Incidentally, “Brougham” and “Bruttenholm” are both pronounced “broom”. And once we discover that old George is not only a distant heir to the Bruttenholm legacy but was also a prisoner of war in Burma with the entirety of the dead men on the list, it’s not too hard to place the rest of the pieces in the puzzle, especially when the corners are so well-defined and the size of dinner plates.

Ultimately, there’s not a lot of mystery in The List of Adrian Messenger, but there is an awful lot of fun. With Scott as our guide through the foggy underbelly of England to the magnificent grounds of the Bruttenholm estate, we meet a wonderful assortment of characters and red herrings. The opening credits boast a lot of names—Frank Sinatra, Tony Curtis, Burt Lancaster, Robert Mitchum—and they’re present in the film in disguises, just like Douglas’ Brougham. In the film’s post-script coda, all the disguised cameo characters unmask themselves and reveal their famous faces. And we all laugh and delight in the trickery.

■ INFORMATION ■
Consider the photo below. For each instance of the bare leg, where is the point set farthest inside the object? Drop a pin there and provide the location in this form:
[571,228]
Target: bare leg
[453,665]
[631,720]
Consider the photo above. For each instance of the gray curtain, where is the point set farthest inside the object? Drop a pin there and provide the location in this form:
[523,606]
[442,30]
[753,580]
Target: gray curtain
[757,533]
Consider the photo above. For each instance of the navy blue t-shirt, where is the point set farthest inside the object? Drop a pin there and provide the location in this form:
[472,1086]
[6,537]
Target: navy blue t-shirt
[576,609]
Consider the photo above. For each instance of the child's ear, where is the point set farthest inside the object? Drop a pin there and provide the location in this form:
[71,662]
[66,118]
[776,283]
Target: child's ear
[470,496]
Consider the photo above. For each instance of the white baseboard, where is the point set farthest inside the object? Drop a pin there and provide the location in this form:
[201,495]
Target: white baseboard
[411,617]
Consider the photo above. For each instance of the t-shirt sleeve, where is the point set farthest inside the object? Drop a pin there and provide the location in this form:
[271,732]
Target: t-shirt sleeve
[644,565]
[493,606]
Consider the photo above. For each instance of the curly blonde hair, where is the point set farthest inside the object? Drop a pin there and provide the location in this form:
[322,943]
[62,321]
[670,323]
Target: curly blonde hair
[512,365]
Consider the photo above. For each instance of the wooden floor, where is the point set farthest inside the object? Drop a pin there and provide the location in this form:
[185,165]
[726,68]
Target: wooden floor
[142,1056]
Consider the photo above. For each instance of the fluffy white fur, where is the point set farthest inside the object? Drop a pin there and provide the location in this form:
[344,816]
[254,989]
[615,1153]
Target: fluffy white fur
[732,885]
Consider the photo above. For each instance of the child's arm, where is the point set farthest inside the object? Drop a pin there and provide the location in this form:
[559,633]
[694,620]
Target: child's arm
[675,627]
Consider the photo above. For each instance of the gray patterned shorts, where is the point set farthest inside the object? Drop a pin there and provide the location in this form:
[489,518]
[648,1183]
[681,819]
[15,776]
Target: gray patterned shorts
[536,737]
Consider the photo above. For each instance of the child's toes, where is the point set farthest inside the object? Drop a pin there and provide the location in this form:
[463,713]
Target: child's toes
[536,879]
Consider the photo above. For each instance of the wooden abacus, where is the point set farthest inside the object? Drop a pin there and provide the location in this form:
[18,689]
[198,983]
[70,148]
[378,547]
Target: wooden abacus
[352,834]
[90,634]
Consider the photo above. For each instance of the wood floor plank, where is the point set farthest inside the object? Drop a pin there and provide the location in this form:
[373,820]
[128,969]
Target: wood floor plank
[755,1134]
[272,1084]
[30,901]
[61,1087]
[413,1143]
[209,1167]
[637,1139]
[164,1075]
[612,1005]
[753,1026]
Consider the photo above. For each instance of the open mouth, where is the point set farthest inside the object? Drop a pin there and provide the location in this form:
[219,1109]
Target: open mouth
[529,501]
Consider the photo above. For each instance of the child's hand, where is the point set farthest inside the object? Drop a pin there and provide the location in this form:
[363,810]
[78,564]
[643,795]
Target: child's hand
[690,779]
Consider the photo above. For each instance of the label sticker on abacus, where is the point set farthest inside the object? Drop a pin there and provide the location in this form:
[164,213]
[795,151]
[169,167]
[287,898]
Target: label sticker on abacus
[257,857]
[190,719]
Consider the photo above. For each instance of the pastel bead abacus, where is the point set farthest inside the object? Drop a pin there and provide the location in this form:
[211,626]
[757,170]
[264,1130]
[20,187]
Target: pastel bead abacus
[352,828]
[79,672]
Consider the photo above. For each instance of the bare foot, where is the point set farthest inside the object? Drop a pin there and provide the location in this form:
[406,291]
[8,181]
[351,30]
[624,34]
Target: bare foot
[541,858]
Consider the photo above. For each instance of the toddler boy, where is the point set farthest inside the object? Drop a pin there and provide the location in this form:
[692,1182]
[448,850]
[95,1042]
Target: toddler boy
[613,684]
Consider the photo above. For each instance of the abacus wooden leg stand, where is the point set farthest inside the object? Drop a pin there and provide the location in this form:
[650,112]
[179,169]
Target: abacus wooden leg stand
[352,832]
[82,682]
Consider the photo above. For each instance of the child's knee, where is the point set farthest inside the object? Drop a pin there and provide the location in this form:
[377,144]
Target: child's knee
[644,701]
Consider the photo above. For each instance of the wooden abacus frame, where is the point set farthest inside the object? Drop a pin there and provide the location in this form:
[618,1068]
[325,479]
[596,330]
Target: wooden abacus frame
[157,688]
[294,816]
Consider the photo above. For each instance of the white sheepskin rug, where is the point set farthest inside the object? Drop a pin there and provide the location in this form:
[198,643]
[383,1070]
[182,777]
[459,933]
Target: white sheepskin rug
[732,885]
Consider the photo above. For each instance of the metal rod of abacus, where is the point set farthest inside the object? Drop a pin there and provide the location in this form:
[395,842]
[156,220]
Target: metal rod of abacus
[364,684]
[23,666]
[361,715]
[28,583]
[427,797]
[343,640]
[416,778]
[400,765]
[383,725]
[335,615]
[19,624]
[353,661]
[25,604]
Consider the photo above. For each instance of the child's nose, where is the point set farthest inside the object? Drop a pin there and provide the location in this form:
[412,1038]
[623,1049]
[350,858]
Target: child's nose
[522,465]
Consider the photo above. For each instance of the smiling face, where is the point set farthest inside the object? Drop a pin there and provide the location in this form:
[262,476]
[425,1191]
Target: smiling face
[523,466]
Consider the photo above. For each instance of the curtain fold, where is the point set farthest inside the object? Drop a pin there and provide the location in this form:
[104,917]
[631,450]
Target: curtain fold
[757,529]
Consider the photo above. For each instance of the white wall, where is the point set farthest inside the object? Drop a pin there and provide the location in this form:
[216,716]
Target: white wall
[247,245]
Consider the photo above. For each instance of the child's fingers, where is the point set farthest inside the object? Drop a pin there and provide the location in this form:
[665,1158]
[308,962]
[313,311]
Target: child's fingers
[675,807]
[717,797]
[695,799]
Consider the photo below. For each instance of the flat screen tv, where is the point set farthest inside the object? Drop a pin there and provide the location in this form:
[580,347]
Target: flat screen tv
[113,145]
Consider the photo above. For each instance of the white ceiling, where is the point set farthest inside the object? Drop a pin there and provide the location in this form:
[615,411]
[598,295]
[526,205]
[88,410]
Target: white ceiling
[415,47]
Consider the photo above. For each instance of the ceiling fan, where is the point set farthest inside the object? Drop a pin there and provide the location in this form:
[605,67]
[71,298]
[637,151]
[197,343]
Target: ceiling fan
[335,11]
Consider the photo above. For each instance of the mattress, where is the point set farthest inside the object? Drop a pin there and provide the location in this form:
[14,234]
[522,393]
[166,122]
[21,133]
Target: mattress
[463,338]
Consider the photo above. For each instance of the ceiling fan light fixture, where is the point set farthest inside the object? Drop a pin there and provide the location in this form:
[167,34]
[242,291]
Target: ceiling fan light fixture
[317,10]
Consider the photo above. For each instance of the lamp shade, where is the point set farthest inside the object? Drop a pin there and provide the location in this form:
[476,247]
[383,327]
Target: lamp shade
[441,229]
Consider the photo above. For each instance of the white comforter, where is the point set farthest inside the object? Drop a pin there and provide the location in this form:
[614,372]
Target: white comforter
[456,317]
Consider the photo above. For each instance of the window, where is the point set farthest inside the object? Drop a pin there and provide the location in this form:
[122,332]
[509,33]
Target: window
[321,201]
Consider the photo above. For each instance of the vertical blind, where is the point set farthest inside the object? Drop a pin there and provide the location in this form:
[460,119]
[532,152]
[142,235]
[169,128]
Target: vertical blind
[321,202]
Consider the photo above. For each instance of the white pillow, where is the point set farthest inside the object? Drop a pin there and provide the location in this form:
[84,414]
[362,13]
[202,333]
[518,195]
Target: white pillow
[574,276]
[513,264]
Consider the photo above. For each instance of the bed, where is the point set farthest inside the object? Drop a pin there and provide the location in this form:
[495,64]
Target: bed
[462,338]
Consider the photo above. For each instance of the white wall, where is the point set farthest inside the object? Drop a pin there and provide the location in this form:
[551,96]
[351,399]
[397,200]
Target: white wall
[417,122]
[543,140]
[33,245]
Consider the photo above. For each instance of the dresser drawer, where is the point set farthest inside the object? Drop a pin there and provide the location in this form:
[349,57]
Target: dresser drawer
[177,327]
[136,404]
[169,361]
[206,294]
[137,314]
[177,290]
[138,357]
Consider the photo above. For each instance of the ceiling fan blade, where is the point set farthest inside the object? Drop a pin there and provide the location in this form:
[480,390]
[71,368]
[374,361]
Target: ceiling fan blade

■ YOUR TASK ■
Could you extract, word for word, the part of the passage on The List of Adrian Messenger above starting at "Ultimately, there’s not" and ending at "in the trickery."?

■ EXERCISE RESPONSE ■
Ultimately, there’s not a lot of mystery in The List of Adrian Messenger, but there is an awful lot of fun. With Scott as our guide through the foggy underbelly of England to the magnificent grounds of the Bruttenholm estate, we meet a wonderful assortment of characters and red herrings. The opening credits boast a lot of names—Frank Sinatra, Tony Curtis, Burt Lancaster, Robert Mitchum—and they’re present in the film in disguises, just like Douglas’ Brougham. In the film’s post-script coda, all the disguised cameo characters unmask themselves and reveal their famous faces. And we all laugh and delight in the trickery.